# grille de lecture



## sapraxis

bonjour j'aimerais savoir comment traduire l'expression "grille de lecture" dans le contexte suivant: "Nous vous commenterons ce rapport afin de vous donner la grille de lecture pertinente des résultats".

Merci


----------



## viera

"Grille de lecture" means  the way the results should be interpreted. When results are not to be taken at face value, you need a _key, a code or a wider context _to properly understand them. I'm afraid I don't have any suggestions about how to say this in English.


----------



## Yul

Je crois que viera a vu juste. 

Il faut alors parler de "grid" (e.g. A Freudian or Lacanian psychoanalytical grid). Ou, plus simplement, "From a Freudian or Lacanian perspective".

Grille de lecture sera "Reading grid".
Yul


----------



## viera

I have encountered "grille de lecture" in many different contexts.  Often in a political context, knowing who a person is and where he is speaking from helps understand the significance of what he is saying.  However, I have never seen it used with any psychoanalytic connection.


----------



## Kelly B

Reading grid is not clear in English, though - I think it is too literal. A grid suggests that there must be evenly spaced rows and columns, and I do not think that is always the case in a grille de lecture. Depending upon viera's description, perhaps something like interpretation chart, or key to results?


----------



## viera

Perhaps a "guide" ?


----------



## Winston_Smith

This is the whole sentence:
La victoire du Hamas aux élections de janvier 2006, puis la rupture de Gaza, en juin dernier, a fait entrer ce conflit dans une grille de lecture mondialisée.

I have no good idea of how tot ranslate grille the elcture in this context. 
thanks for help.


----------



## SwissPete

Wild guess: to the forefront of the news?


----------



## melu85

what about "put this conflict on the world stage"?

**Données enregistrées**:

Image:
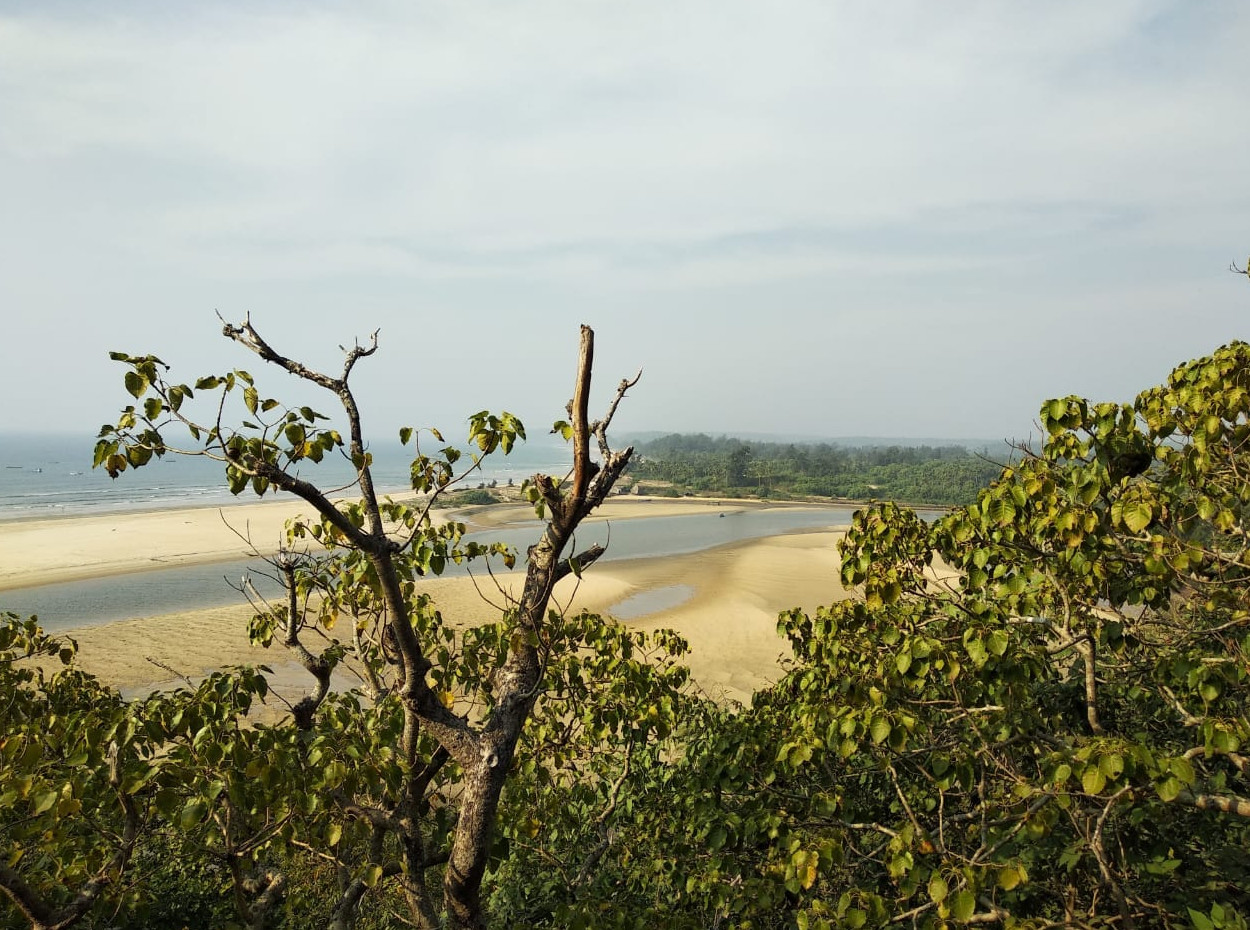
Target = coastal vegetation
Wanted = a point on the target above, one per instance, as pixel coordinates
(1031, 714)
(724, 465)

* * *

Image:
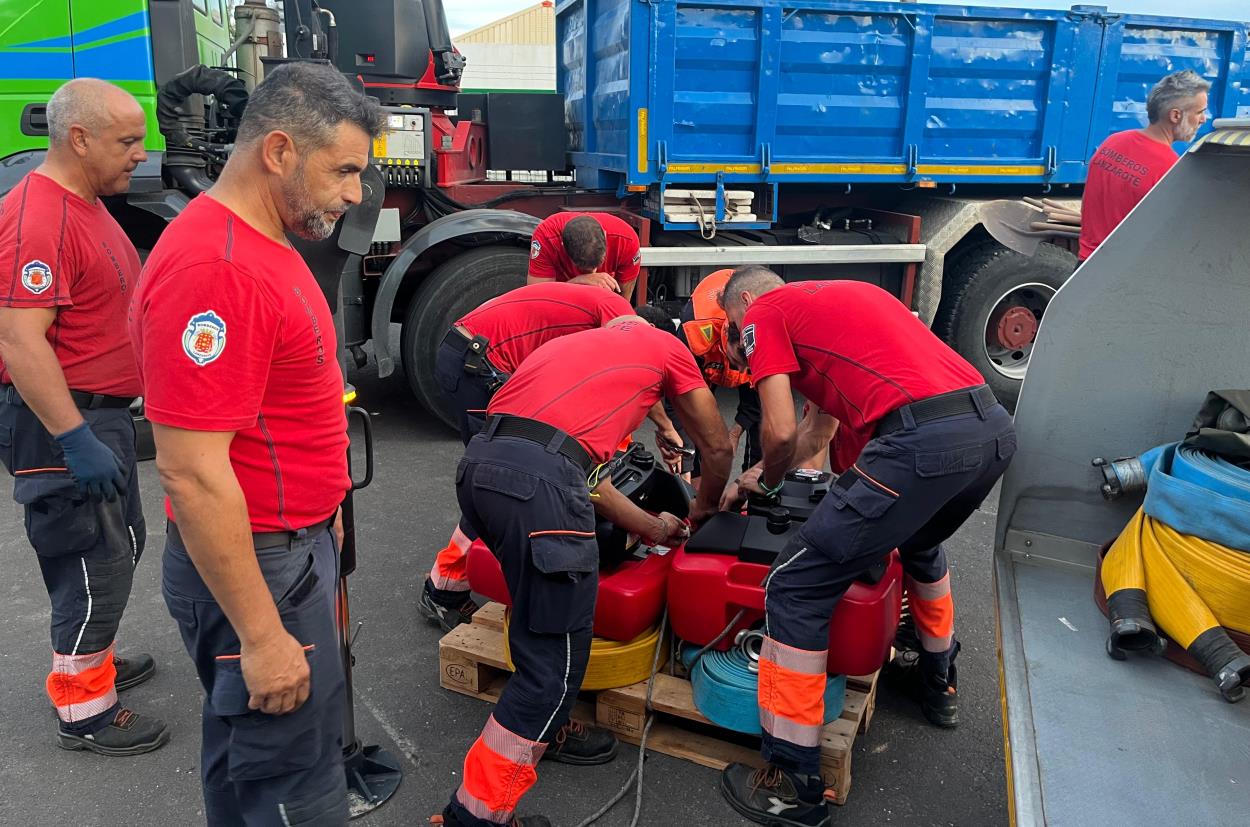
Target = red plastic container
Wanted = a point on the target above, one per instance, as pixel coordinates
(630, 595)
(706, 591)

**Consignes**:
1. D'après l'extrait source, quelle expression anglaise Kelly B trouve-t-il ou trouve-t-elle trop littérale ?
2. Résumez l'extrait source en deux phrases.
3. Indiquez, s'il vous plaît, si chacune de ces affirmations concorde avec l'extrait source, en répondant par oui ou par non et en citant les mots qui tranchent : (a) viera a déjà vu « grille de lecture » employée en lien avec la psychanalyse ; (b) pour Kelly B, le mot « grid » évoque des rangées et des colonnes régulièrement espacées ; (c) SwissPete présente sa proposition comme une supposition.
Les items ne sont pas utiles ici.

**Résultats de l'exercice**:
1. « Reading grid ».

2. Sapraxis demande comment traduire « grille de lecture », et viera explique que l'expression désigne la manière dont des résultats doivent être interprétés. Parmi les propositions figurent « reading grid », jugée trop littérale par Kelly B, puis « interpretation chart », « key to results » et « guide », et enfin « put this conflict on the world stage » pour une phrase sur la victoire du Hamas et la rupture de Gaza.

3.
(a) Non : « However, I have never seen it used with any psychoanalytic connection. »
(b) Oui : « A grid suggests that there must be evenly spaced rows and columns »
(c) Oui : « Wild guess »